Pero lo más trascendente que descubrimos fue lo siguiente: pocos segundos antes de que un jugador cometa un error, su ritmo cardíaco cambia. Es decir, en una situación de opciones incontables, con una complejidad que se asemeja a la de la vida misma, el corazón se alarma mucho antes de tomar una mala decisión. Si el jugador advirtiera esto, si supiera escuchar lo que dice su corazón, podría quizás evitar muchos de los errores que finalmente comete.
Esto es posible porque el cuerpo y el cerebro tienen las claves para la toma de decisiones mucho antes de que estos elementos sean conscientes para nosotros; las emociones expresadas en el cuerpo funcionan como una alarma que nos alerta sobre posibles riesgos y errores. Esto desmorona la idea de que la intuición pertenece al ámbito de la magia o de la adivinación. No hay ningún conflicto entre la ciencia y las corazonadas; por el contrario, las intuiciones funcionan de la mano junto con la razón y la deliberación, en pleno territorio de la ciencia.
¿Decisiones o corazonadas?
La respuesta es definitiva: depende. El psicólogo social Ap Dijksterhuis encontró, en un experimento que todavía hoy genera controversias, que la complejidad de la decisión es lo que dicta cuándo conviene deliberar y cuándo intuir. Dijksterhuis encontró esta regularidad tanto en decisiones de juguete, en el laboratorio, como en decisiones en la vida real.
– En el laboratorio construyó un juego en el que había que evaluar dos opciones, por ejemplo dos coches, y elegir la que maximizaba alguna función de utilidad. A veces, las dos alternativas diferían solo en una dimensión como el precio. En ese caso, la decisión era sencilla, mejor el más barato. Luego, el problema se volvía progresivamente más complejo, pues los dos coches diferían en consumo, precio, seguridad, confort, riesgo de robo, capacidad, contaminación.
El hallazgo más sorprendente de Dijksterhuis fue descubrir que, cuando hay muchos elementos en juego, la corazonada es más efectiva que la deliberación. Algo parecido a lo que intuyeron Les Luthiers en su célebre parodia “El que piensa, pierde”.

####

TAREA BREVE:
Devuelve literalmente el pasaje del fragmento de arriba sobre la intuición y las decisiones. Empieza en las palabras "La respuesta es" y termina después de "la vida real.".

DATOS PROPORCIONADOS:
####

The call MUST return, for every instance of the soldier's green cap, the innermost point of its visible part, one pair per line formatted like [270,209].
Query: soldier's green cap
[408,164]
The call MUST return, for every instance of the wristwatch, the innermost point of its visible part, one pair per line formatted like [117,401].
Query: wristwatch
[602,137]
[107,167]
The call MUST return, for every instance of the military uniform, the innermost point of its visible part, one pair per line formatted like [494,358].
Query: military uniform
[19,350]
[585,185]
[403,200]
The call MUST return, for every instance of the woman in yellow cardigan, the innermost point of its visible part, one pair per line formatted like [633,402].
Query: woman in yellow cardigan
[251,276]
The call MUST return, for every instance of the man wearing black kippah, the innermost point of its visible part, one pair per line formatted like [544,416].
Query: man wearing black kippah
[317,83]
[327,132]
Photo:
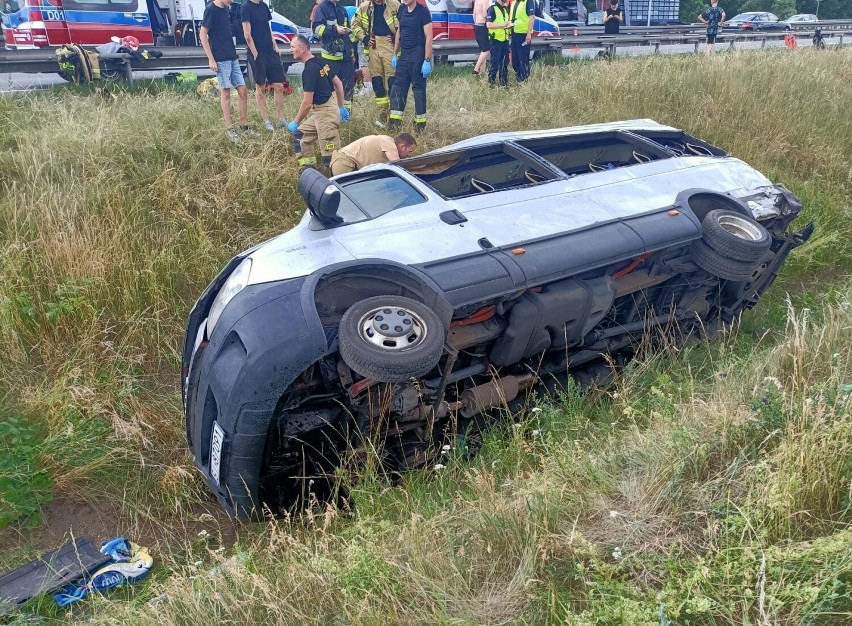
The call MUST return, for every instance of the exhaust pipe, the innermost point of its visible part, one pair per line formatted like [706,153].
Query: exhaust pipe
[493,394]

####

RESPUESTA A CONTINUACIÓN:
La respuesta es definitiva: depende. El psicólogo social Ap Dijksterhuis encontró, en un experimento que todavía hoy genera controversias, que la complejidad de la decisión es lo que dicta cuándo conviene deliberar y cuándo intuir. Dijksterhuis encontró esta regularidad tanto en decisiones de juguete, en el laboratorio, como en decisiones en la vida real.